#### TEXT PROVIDED

The design of this particular type of louvre control mechanism was relatively complex, and required some considerable degree of dexterity in assembling the various parts. A more serious disadvantage however was the difficulty of arranging the spaces between the axes of the adjacent louvres.

Preferably when such shutters are made, such louvres can be spaced with their axes a greater or lesser distance apart. This variable spacing is desirable since a customer may have windows, or doors, which may vary in height. They may require a greater or lesser number of louvres. In each case the actual spacing of the louvres may be a custom function, in order to provide a shutter which accommodates the particular windows of a particular home. In some cases in the past this problem has been addressed by simply providing top and bottom frame members, and varying the width of the top and bottom frame members. This system however is not entirely satisfactory and may provide an unaesthetic appearance or variation in appearance between various different shutters in a home. It is desirable to provide for the ability to construct the shutter, with the louvres at predetermined displacement from one another, depending upon the requirements of a customer. This has not been possible in prior art designs. One solution is shown in U.S. Pat. No. 6,675,534, N Marocco, Issued, Jan. 13 2004. However, this was a relatively complex system requiring hand adjustments. It is also desirable to incorporate some form of frictional resistance in the operating mechanism, in a simple and effective manner, so that the louvres will remain in the particular angular orientation selected by the home owner.

One of the problems in making shutters is that they must usually be made to custom measurements to fit the size of a particular window or door opening.

The shutter louvres are made in predetermined widths. In order to fit a certain window opening, louvres must be selected, by width. Then they must be set in the frame at predetermined spacings. The edges of the louvres must overlap, to be effective. But they should not overlap too far.

It is thus necessary to select the both the best width of louvre, and also the best number of louvres for a specific shutter. The frames must then be made with openings to accept louvres pivots, at spacings which will achieve the desired degree of overlap, when the louvres are swung closed.

Then when that has been determined, the operating mechanism within the frame must also be set to the same spacings are the louvre pivot openings.

In U.S. Pat. No. 6,675,534, this adjustment required that the mechanism connecting the louvres had to be manually adjusted, and fastened, to achieve the correct spacing.

This clearly was undesirable. It involved increased manufacturing time, and cost. It also involved the possibility that, over time, the manual adjustment might become loose, and the shutter would then require repair.

It is desirable to provide a connecting mechanism, contained within the shutter frame, which is self centering during manufacture and requires no manual adjustment.

########

### INSTRUCTION 1
Reproduce the part of the listing that opens with its first line and closes with the line containing "[[[192,157],[144,143],[143,162],[192,184]]]", including both ends. Leave out the pictures.
### INSTRUCTION 2
Carry on the text about shutter louvre mechanisms from the point where it stops.
The listing has no connection to the text on shutter louvres above.

#### SOURCE DATA

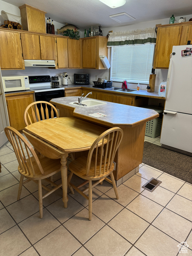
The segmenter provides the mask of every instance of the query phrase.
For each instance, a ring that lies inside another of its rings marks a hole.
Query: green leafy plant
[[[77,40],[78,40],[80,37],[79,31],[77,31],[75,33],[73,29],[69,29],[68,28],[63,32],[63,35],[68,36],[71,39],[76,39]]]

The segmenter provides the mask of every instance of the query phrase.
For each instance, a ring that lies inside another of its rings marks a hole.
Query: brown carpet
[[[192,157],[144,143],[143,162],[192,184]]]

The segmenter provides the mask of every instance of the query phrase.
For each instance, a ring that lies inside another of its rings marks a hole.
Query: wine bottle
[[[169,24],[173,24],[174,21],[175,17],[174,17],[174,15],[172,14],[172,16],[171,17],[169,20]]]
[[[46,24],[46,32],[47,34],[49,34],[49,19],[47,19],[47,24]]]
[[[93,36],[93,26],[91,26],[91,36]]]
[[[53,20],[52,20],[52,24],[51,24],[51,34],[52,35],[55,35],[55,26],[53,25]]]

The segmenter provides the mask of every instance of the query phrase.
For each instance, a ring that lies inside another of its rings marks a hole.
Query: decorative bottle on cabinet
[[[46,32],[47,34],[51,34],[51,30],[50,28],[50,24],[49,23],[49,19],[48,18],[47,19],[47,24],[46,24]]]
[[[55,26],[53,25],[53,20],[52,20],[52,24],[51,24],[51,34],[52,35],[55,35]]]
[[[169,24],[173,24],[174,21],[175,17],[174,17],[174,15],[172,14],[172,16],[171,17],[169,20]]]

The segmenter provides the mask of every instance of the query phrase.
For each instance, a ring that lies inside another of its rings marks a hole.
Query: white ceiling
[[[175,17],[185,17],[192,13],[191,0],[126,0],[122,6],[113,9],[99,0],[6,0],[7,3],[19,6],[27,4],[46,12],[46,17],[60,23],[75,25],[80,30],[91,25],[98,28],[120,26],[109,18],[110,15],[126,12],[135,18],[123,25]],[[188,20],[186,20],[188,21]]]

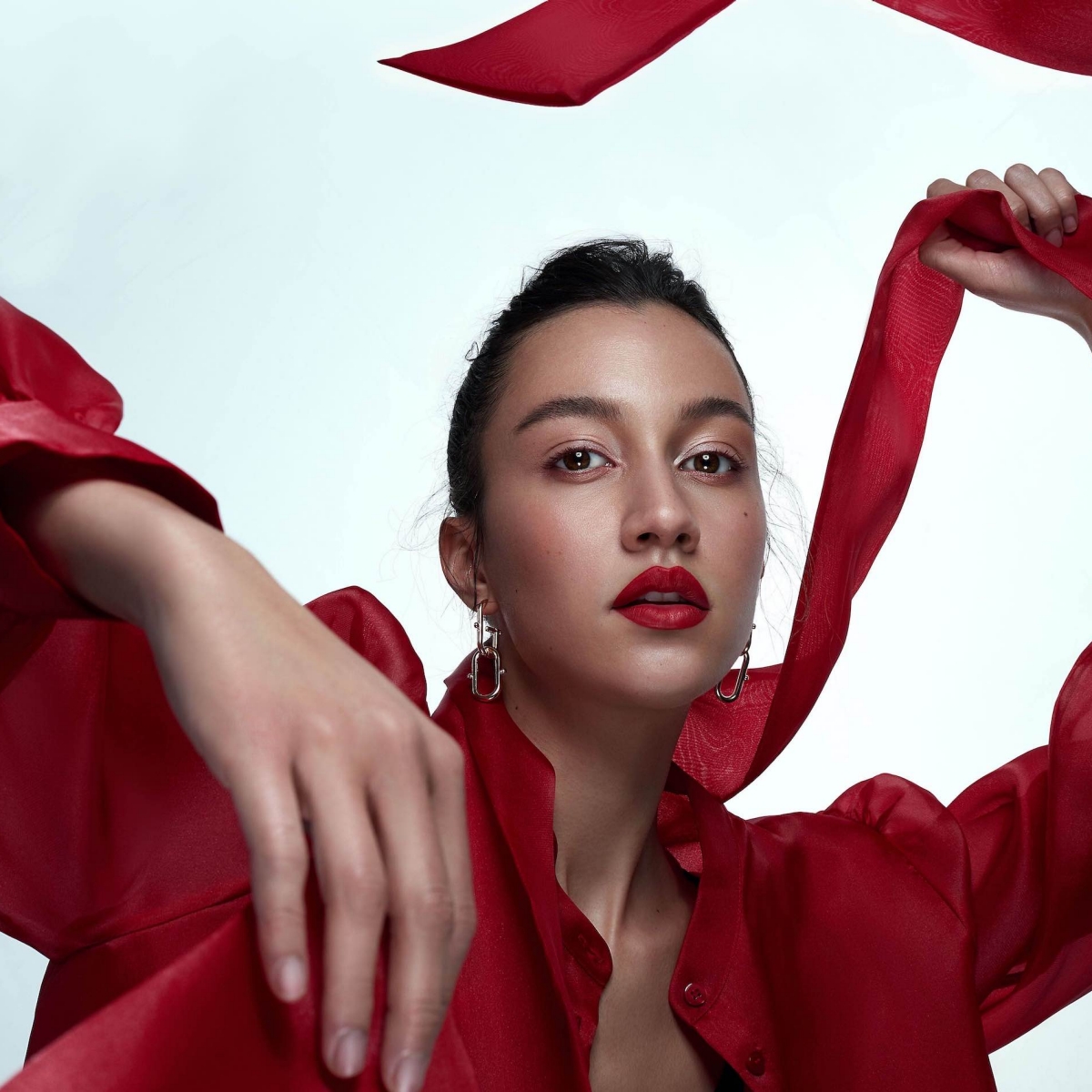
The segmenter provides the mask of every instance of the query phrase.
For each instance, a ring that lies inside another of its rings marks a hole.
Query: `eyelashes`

########

### EXERCISE RESULT 1
The segmenter provides the mask of every instance of the query phrase.
For each instance, a ring that lies inside another of its rings marks a hole.
Query: green leafy plant
[[[77,40],[78,40],[80,37],[79,31],[77,31],[75,33],[73,29],[69,29],[68,28],[63,32],[63,35],[68,36],[71,39],[76,39]]]

The segmenter provides the mask of every instance of the query phrase.
For each instance, a ring that lies inside another of its rings marks a hole.
Query: brown carpet
[[[192,157],[144,143],[143,162],[192,184]]]

### EXERCISE RESULT 2
BRIEF SUMMARY OF THE INVENTION

With the view to providing a shutter satisfying these objectives, the invention comprises a shutter having a rectangular frame with side members and end members, and in which at least the side members are hollow, and a plurality of louvres extending from one side member to the other side member, and being rotatably mounted in the side members, and a control linkage within at least one of the side members, the control linkage having at least one elongated control element, and each louvre at the said at least one end having a rotary driven member and having at least one drive member engaging the at least one control element, and the driven member of each louvre. Preferably there will be two such drive members for each louvre, engaging said driven member on opposite sides, and there will be two such control elements connecting with respective said drive members.

Preferably, the louvre will be provided with end axles extending outwardly from each end of the louvre, and extending into suitable openings in the side frames, and on at least one end, the end axle having a coupling plate attached thereto, and openings in the coupling plate and connections on the coupling plate, for connecting them to each of said shoes.

Preferably, the connections on the coupling plates will be in the form of openings in the coupling plates, and the shoes will have stub pins formed thereon, for frictional retention in said openings.

Preferably, the end axle at each end of each louvre will be an integrally formed unit, forming part of an end plug for closing each end of the louvre, with the end axle extending outwardly from the end plug.

In some circumstances the driven members can be mounted on the control plate along axes offset from 180 degs.

In another embodiment the driven element for each of the louvres may be in the form of a gear, and the drive member may be a sliding toothed rack, or there may be two such sliding racks, on opposite sides of the gear.

In this case slide housings are provided for housing the racks along which the racks may slide.

Preferable the sliding racks will be connected to the control element or elements. Preferably the louvre pivots will make a sliding fit in their respective gears, and fastening means will secure each pivot to its respective gear.

Preferably the connection between the racks and the control element or elements will comprise a drive pin on the rack and a drive pin hole in the control element.

The pinholes in the control element can thus be drilled out on spacings which are identical to the louvre pivot openings in the side frame.

The gears may be formed with keyed drive surfaces, and the louvre axles may be formed with mating surfaces. In this way the assembly of the system is greatly simplified. Indicia are also preferably formed on the gears and on the supports, to further assist in assembly.

The various features of novelty which characterize the invention are pointed out with more particularity in the claims annexed to and forming a part of this disclosure. For a better understanding of the invention, its operating advantages and specific objects attained by its use, reference should be made to the accompanying drawings and descriptive matter in which there are illustrated and described preferred embodiments of the invention.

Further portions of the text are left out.